[Задание A]: Перескажите в двух предложениях отрывок о разведке перед раскопками.
[Задание B]: Продолжите отрывок о разведке перед раскопками с места, где он заканчивается, то есть после последней реплики местного жителя.

[Исходный текст]:
________

Прежде самой раскопки надо съездить на разведки, удостовериться в действительном присутствии памятника. Не полагаясь на сведения разных статистик, перекочевываете вы от деревни до деревни на „обывательских“ конях, с лыком подвязанными хомутами и шлеями. Всматриваетесь буквально во всякий камешек; исследуете подозрительные бугорочки, забираетесь в убогие архивы сельских церквей; подчас, ко всеобщему удовольствию, делаетесь жертвой какой-нибудь невинной мистификации.
Местами вас встречают подозрительно:
— Никаких, ваше высокоблагородие, исстари древних вещей в нашей окрестности не предвидится. Все бы оно оказывало.
— Сами посудите, барин, откуда мужику древние вещи взять? Ни о каких древних вещах здеся и не слыхано.

________

[Исходные данные]:
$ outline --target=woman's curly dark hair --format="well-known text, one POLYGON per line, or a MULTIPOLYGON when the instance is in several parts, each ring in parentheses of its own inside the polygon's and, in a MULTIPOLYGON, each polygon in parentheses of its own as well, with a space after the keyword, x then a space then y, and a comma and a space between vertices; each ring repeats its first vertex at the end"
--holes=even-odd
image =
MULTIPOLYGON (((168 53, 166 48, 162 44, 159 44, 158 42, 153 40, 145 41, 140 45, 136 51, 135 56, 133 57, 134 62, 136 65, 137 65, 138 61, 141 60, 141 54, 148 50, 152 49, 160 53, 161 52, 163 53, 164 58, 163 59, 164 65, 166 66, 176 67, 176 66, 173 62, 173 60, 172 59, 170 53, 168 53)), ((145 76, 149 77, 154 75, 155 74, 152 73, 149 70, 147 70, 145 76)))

________

[Ответ A]: Перед раскопкой нужно съездить на разведку и проверить, что памятник действительно есть. Для этого приходится ездить по деревням на местных лошадях, разглядывать каждый камешек и бугорок, рыться в сельских церковных архивах и порой попадаться на безобидные розыгрыши, а кое-где местные встречают с подозрением и уверяют, что о древних вещах у них даже не слышали.

[Ответ B]:
Ежели же вы пришлись по нраву, оказались „барином добрым“, „душою-человеком“, то вам нечего будет принуждать к откровенности собеседников. Вечером, сидя на завалинке, наслушаетесь вы любопытнейших соображений, наблюдений естественнонаучных, поверий, наивных предположений. Сперва из осторожности прибавят: „так, зря болтают“, или „бабы брешут“, а потом, видя ваше серьезное отношение, потечет свободный рассказ о старине, о кладах, о лихих людях — разбойниках.
Но не дай бог попасть в руки книжного волостного писаря или словоохотливого попа: каждое дельное сведение придется покупать ценою выслушивания бесконечных замысловатых повествований:
— По одну сторону речки-то полегло славянство — гвардия, народ рослый, а по другую-то — мордва и черемисы. Черепа недавно еще находили. А вот в Лохове не так давно были ступени плитные древнейшего храма языческого, а поблизости нашли сруб, из него разные предметы добывали. В настоящее время ступени выломаны на плиту, а сруб завалили камнями — известно: дурак — народ!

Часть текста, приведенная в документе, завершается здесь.